Problem statement:
Lines that contain "below" are to be copied from the material, every one of them.
******
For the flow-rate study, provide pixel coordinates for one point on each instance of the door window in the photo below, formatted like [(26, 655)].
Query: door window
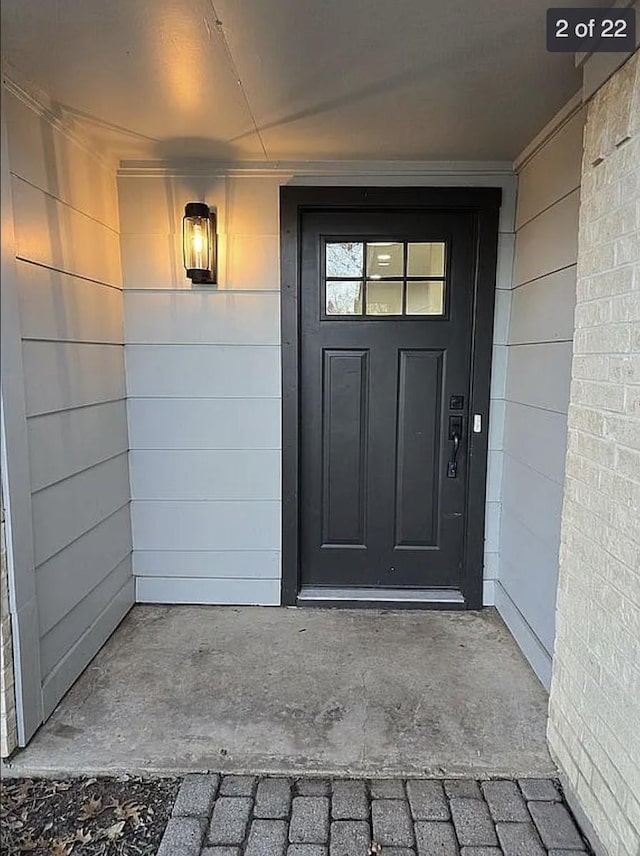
[(374, 279)]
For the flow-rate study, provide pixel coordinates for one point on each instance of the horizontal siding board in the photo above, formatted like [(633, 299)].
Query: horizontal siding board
[(209, 564), (540, 375), (58, 306), (181, 525), (156, 206), (212, 423), (543, 310), (69, 509), (529, 575), (203, 317), (205, 474), (537, 438), (69, 576), (60, 375), (78, 658), (534, 499), (553, 172), (46, 157), (60, 639), (203, 371), (52, 234), (549, 242), (252, 261), (223, 592), (63, 444)]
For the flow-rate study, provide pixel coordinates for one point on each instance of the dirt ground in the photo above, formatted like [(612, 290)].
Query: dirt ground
[(85, 817)]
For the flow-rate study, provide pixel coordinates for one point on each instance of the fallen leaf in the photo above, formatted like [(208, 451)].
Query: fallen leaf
[(90, 808)]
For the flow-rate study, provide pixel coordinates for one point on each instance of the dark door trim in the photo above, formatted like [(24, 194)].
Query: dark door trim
[(484, 204)]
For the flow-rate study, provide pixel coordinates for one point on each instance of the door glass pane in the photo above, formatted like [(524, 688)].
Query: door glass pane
[(344, 298), (344, 259), (385, 259), (384, 298), (425, 259), (425, 298)]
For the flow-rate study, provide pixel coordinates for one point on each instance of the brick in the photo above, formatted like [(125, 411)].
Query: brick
[(481, 851), (555, 825), (472, 821), (196, 795), (237, 786), (349, 801), (435, 837), (519, 839), (221, 851), (273, 798), (427, 800), (386, 789), (182, 837), (349, 838), (391, 823), (309, 820), (539, 789), (313, 787), (466, 788), (229, 820), (505, 801), (266, 838), (306, 850)]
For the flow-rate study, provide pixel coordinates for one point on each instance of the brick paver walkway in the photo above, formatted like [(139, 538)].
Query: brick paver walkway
[(251, 816)]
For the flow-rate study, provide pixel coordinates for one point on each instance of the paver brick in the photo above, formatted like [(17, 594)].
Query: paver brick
[(229, 820), (435, 838), (182, 837), (472, 821), (539, 789), (349, 838), (427, 800), (273, 798), (386, 789), (313, 787), (349, 801), (481, 851), (505, 802), (464, 788), (309, 820), (391, 823), (221, 851), (237, 786), (266, 838), (306, 850), (399, 851), (196, 795), (555, 825), (519, 839)]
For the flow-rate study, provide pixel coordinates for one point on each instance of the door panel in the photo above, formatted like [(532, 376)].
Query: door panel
[(386, 311), (417, 448)]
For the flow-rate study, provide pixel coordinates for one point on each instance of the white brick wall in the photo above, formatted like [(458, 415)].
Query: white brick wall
[(8, 735), (594, 710)]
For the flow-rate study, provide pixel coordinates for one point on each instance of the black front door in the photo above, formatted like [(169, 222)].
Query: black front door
[(386, 312)]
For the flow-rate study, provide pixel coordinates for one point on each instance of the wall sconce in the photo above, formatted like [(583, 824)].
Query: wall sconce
[(199, 243)]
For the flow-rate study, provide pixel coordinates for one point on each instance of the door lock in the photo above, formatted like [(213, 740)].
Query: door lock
[(455, 436)]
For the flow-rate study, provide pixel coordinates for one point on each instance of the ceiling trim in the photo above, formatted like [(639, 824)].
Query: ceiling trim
[(36, 100), (324, 169), (564, 115)]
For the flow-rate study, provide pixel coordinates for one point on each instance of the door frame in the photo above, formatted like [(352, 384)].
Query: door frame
[(484, 205)]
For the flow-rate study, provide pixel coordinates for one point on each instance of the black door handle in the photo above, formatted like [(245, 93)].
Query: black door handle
[(452, 466)]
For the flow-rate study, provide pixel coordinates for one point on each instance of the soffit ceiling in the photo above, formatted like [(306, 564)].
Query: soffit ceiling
[(295, 79)]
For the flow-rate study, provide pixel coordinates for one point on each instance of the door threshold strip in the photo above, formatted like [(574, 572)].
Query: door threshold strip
[(379, 595)]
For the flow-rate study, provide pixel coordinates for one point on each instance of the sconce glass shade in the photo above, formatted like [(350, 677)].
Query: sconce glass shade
[(199, 243)]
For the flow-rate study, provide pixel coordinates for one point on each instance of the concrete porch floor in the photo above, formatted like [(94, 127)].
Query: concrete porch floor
[(254, 689)]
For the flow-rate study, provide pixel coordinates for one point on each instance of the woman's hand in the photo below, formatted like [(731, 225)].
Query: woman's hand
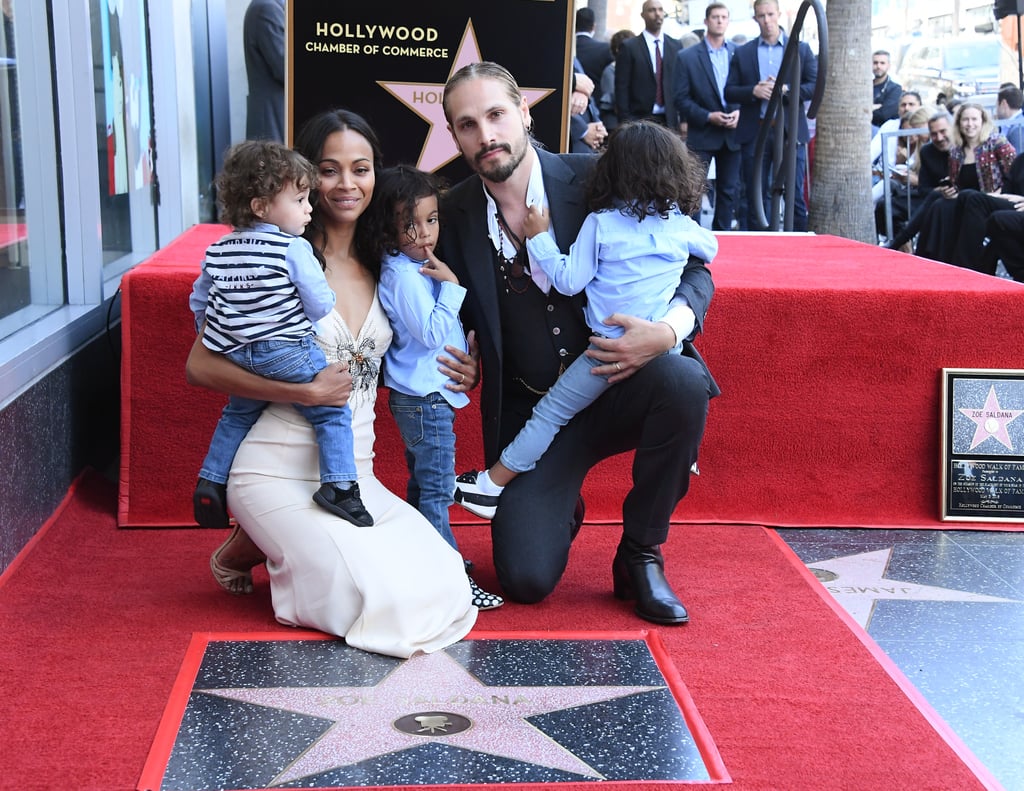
[(462, 368), (331, 387), (625, 356), (206, 368)]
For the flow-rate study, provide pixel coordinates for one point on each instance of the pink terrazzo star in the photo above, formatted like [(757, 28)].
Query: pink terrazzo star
[(426, 685)]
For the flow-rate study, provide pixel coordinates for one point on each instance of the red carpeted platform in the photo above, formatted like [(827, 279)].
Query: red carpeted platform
[(828, 354), (95, 623)]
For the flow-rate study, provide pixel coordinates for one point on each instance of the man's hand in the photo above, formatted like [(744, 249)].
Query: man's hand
[(595, 134), (462, 368), (578, 102), (763, 89), (728, 120), (623, 357)]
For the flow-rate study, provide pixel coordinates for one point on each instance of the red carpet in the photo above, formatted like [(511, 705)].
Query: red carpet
[(95, 622), (828, 354)]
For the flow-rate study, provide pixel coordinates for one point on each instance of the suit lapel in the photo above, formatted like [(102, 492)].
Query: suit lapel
[(478, 253), (565, 203)]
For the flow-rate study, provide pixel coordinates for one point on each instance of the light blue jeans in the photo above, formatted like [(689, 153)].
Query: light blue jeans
[(576, 389), (427, 427), (285, 361)]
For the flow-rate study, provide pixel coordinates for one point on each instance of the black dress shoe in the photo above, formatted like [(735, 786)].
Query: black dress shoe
[(638, 573), (344, 503), (210, 504), (579, 514)]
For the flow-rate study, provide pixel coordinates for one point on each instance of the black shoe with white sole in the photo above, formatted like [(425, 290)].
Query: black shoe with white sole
[(469, 496)]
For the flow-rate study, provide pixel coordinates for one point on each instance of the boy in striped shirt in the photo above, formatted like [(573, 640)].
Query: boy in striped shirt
[(257, 299)]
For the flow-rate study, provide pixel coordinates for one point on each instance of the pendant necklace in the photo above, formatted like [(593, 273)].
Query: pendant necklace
[(513, 269)]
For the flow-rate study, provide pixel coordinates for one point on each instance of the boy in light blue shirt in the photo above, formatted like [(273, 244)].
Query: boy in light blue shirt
[(422, 298)]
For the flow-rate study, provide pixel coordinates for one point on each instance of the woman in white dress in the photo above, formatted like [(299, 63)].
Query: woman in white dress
[(396, 587)]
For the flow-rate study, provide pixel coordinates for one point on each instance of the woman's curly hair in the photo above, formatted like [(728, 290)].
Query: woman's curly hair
[(258, 170), (648, 168)]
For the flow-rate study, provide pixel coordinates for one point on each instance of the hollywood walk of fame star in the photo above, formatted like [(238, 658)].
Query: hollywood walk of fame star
[(857, 581), (991, 420), (424, 98), (427, 688)]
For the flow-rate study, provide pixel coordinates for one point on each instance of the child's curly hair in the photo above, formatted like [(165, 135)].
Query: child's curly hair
[(396, 192), (647, 167), (258, 169)]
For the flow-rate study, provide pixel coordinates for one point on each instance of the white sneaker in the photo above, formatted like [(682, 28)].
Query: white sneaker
[(469, 496)]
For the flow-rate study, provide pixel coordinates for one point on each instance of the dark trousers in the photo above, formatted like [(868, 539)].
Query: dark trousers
[(727, 164), (975, 208), (1006, 232), (659, 412), (799, 205)]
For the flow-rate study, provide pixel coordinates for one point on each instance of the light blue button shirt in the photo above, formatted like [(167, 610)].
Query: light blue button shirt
[(424, 316), (625, 266)]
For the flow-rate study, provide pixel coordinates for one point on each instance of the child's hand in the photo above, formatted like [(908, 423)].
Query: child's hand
[(436, 268), (537, 221)]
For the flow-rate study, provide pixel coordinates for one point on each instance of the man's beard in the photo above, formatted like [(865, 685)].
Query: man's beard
[(498, 173)]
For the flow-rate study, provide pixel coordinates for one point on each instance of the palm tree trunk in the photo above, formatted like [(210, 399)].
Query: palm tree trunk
[(841, 195)]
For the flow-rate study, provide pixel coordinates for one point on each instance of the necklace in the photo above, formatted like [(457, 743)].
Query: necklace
[(513, 271)]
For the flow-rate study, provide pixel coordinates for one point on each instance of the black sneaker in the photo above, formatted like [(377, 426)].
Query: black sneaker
[(344, 503), (469, 496), (210, 504)]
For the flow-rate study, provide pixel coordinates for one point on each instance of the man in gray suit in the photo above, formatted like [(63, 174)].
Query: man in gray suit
[(700, 75), (263, 35), (525, 333), (644, 69)]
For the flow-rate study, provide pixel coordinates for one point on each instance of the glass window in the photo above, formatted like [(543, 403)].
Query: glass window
[(124, 127), (15, 284)]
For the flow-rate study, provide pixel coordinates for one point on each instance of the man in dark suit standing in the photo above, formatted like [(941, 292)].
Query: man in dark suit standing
[(752, 78), (644, 71), (263, 35), (701, 72), (593, 54), (524, 332)]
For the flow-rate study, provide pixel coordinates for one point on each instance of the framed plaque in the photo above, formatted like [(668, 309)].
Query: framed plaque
[(982, 445)]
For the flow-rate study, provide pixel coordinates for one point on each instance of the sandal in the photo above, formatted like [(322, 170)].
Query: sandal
[(233, 581), (482, 599)]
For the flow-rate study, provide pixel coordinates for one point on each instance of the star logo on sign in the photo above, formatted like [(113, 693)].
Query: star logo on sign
[(429, 698), (991, 420), (857, 581), (424, 98)]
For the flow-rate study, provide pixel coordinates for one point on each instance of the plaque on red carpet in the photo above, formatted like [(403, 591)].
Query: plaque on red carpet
[(982, 445), (268, 710), (389, 63)]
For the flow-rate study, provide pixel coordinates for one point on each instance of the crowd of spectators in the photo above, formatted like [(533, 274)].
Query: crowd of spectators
[(948, 176)]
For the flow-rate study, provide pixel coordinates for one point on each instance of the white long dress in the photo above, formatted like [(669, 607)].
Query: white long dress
[(394, 588)]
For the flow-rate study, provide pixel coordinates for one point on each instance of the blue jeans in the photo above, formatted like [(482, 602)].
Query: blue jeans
[(427, 427), (576, 389), (285, 361)]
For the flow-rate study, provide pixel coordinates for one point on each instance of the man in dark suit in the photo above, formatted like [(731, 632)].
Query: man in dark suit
[(752, 77), (263, 36), (593, 54), (700, 76), (525, 332), (644, 71)]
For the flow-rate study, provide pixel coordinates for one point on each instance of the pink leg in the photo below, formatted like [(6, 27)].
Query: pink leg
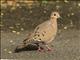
[(48, 48), (40, 49)]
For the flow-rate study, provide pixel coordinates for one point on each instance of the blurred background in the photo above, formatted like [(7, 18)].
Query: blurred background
[(19, 17)]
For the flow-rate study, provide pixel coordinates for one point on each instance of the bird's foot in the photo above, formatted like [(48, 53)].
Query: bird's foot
[(40, 49), (49, 49)]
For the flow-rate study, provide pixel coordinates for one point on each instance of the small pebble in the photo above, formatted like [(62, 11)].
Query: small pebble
[(17, 33), (65, 27), (5, 49), (14, 31), (10, 52), (11, 41)]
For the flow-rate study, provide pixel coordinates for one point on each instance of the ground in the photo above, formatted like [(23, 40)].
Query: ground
[(66, 46)]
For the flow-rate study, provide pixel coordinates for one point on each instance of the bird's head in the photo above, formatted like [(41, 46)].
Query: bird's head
[(55, 15)]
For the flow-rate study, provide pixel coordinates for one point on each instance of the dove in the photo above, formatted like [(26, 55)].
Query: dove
[(44, 33)]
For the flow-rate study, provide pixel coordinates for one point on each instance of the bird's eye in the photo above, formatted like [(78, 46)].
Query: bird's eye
[(54, 14)]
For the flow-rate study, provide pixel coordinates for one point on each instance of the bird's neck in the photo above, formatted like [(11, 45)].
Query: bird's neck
[(54, 23)]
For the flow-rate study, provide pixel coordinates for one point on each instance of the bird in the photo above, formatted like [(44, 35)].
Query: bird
[(44, 33)]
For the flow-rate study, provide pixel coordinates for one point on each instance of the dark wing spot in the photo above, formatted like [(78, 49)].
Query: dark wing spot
[(38, 35), (39, 38), (37, 28), (42, 34), (44, 31)]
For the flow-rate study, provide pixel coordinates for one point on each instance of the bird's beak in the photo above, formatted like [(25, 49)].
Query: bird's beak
[(60, 18)]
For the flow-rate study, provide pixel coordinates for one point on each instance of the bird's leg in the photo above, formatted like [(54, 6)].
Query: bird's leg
[(40, 48), (48, 48)]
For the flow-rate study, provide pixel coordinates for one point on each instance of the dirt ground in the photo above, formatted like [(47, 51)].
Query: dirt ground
[(66, 46)]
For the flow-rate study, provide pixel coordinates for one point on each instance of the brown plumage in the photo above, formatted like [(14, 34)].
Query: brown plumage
[(44, 33)]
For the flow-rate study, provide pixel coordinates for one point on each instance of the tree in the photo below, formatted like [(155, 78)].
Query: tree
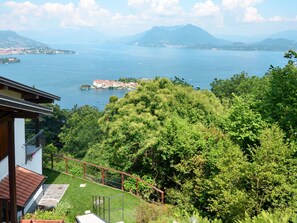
[(154, 127), (243, 124), (281, 99), (80, 131)]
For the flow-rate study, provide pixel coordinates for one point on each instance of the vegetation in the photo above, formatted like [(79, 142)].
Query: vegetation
[(80, 199), (226, 155), (128, 79)]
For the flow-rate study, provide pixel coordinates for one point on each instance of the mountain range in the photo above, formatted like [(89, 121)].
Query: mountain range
[(190, 36), (10, 39), (183, 36)]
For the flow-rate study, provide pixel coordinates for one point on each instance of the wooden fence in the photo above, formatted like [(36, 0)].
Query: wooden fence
[(105, 176), (4, 211)]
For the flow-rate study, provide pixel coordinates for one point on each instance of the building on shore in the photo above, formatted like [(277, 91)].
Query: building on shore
[(111, 84)]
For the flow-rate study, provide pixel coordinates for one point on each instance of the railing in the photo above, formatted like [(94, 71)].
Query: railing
[(33, 145), (4, 211), (105, 176), (109, 208)]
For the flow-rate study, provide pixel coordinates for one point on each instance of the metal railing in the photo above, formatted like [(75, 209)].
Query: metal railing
[(33, 145), (109, 208), (105, 176), (4, 211)]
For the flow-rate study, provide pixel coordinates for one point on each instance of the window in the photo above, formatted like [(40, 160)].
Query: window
[(3, 140)]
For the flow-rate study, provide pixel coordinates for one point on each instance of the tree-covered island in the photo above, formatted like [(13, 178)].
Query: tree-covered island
[(8, 60), (224, 155)]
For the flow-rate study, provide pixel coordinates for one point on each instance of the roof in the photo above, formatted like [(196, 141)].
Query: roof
[(28, 93), (8, 103), (27, 183)]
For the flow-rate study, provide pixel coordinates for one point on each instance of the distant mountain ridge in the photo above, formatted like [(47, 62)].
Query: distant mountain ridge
[(288, 34), (190, 36), (178, 36), (10, 39)]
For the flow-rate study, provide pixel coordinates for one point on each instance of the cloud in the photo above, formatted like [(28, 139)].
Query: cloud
[(87, 13), (205, 9), (233, 4), (157, 7), (252, 15), (137, 3)]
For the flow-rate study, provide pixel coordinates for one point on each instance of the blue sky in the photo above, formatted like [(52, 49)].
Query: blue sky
[(126, 17)]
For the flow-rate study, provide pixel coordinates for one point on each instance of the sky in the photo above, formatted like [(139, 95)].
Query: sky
[(128, 17)]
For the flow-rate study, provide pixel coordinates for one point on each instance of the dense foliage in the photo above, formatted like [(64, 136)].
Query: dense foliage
[(227, 154)]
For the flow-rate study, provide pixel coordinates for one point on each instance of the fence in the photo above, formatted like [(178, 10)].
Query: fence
[(4, 211), (109, 208), (105, 176)]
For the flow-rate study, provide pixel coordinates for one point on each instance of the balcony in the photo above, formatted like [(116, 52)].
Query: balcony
[(33, 145)]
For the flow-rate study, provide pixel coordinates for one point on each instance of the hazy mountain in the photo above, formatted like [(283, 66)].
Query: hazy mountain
[(275, 44), (69, 36), (178, 36), (288, 34), (10, 39), (242, 38)]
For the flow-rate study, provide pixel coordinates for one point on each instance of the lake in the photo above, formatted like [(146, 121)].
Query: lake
[(62, 75)]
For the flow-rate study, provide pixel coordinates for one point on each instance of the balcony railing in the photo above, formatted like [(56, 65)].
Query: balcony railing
[(4, 211), (33, 145)]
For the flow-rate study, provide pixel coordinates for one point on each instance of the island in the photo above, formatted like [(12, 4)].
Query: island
[(112, 84), (38, 50), (121, 84), (8, 60)]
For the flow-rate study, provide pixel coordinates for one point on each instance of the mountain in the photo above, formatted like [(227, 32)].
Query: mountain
[(275, 44), (10, 39), (288, 34), (178, 36), (68, 36)]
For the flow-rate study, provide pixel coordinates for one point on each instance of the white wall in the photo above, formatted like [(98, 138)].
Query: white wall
[(19, 134), (36, 163), (20, 153), (3, 168), (34, 199)]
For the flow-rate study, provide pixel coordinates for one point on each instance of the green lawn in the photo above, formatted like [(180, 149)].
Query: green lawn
[(80, 198)]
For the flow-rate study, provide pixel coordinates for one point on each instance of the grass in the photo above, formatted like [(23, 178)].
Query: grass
[(80, 198)]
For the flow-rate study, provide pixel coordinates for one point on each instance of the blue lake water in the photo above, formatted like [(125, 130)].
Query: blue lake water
[(62, 75)]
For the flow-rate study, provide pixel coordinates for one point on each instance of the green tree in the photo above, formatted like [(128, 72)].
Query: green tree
[(243, 124), (154, 127), (281, 99), (80, 131)]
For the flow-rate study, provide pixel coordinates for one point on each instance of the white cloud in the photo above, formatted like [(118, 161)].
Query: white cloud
[(205, 9), (87, 13), (252, 15), (157, 7), (233, 4), (137, 3)]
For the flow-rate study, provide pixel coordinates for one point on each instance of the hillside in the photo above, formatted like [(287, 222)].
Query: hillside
[(178, 36), (10, 39), (288, 34)]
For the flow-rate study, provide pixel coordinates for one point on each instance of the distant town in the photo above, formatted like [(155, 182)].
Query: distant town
[(8, 60), (39, 50), (122, 83)]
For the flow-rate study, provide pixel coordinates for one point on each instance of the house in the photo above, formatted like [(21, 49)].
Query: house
[(21, 176)]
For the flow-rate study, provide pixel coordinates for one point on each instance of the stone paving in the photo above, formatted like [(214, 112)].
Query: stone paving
[(52, 195)]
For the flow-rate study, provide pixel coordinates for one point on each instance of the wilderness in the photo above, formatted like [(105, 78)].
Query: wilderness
[(223, 155)]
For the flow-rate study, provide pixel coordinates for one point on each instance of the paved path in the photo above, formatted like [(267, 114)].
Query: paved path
[(52, 194)]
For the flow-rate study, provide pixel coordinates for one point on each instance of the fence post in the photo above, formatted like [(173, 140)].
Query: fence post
[(66, 165), (137, 189), (122, 181), (52, 161), (102, 176), (85, 170)]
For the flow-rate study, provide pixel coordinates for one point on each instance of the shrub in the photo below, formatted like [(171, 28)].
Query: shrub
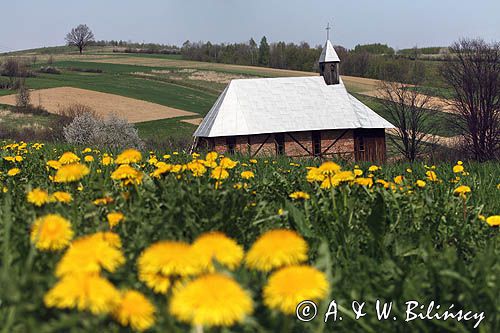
[(117, 133), (74, 110), (23, 98), (85, 70), (112, 133), (81, 130), (49, 70)]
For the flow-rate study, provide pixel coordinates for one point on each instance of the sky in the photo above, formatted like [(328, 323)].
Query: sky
[(399, 23)]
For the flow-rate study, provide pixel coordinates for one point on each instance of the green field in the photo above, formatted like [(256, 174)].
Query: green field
[(167, 80), (391, 240)]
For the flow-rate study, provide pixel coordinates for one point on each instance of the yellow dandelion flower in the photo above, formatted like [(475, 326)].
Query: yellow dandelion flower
[(61, 196), (197, 168), (219, 173), (152, 160), (277, 248), (166, 259), (114, 218), (69, 158), (13, 172), (127, 174), (291, 285), (420, 183), (51, 233), (71, 173), (227, 163), (398, 179), (211, 156), (337, 179), (90, 254), (85, 292), (38, 197), (211, 300), (107, 160), (315, 175), (129, 156), (216, 245), (247, 174), (300, 195), (329, 168), (134, 310), (368, 182), (431, 175), (53, 164), (493, 221), (103, 201), (462, 190)]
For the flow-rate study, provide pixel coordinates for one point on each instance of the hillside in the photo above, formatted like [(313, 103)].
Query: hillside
[(186, 89)]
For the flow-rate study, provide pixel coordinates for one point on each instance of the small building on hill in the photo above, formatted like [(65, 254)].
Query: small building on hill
[(294, 116)]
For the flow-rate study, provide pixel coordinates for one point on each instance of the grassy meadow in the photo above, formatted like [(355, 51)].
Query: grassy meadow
[(170, 81), (96, 241)]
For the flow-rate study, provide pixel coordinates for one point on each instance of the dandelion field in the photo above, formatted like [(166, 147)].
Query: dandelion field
[(168, 242)]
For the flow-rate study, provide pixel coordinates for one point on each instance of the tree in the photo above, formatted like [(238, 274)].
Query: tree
[(411, 113), (81, 37), (23, 99), (473, 71), (253, 50), (264, 52)]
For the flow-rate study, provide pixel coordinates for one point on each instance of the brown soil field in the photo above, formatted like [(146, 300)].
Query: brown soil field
[(155, 62), (193, 121), (133, 110), (447, 141), (439, 103)]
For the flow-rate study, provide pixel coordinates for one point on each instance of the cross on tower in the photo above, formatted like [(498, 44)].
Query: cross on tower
[(328, 31)]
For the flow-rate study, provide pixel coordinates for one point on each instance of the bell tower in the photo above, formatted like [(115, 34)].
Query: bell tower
[(329, 61)]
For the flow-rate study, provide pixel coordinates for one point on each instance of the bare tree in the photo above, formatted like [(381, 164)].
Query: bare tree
[(411, 113), (80, 37), (473, 71), (23, 98)]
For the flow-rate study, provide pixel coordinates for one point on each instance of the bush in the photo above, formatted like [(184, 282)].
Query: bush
[(85, 70), (112, 133), (74, 110), (23, 99), (49, 70), (82, 130)]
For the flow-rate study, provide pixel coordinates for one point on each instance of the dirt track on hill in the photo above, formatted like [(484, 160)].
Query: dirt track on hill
[(133, 110)]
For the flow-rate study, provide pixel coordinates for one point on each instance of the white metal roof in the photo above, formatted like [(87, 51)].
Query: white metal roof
[(273, 105), (328, 54)]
******
Solution for this task:
For the flow-rate study, provide pixel coordinates for one point on each instance of the door window in the photo below, formatted like [(26, 655)].
For the flow-rate study, provide pixel coordinates for one point on each instance of the woman's hand in the photo below, formatted like [(731, 225)].
For the flow-rate study, provide pixel coordinates for one point on each instance of the pink leg in the photo below, formatted like [(6, 27)].
For the flow-rate study, provide pixel coordinates for one point on each instance of the tree in the photo below, formatted like [(155, 78)].
For the flow-rate study, provide pixel coordinates for one point on each instance of the shrub in the photo below, formatted like [(171, 28)].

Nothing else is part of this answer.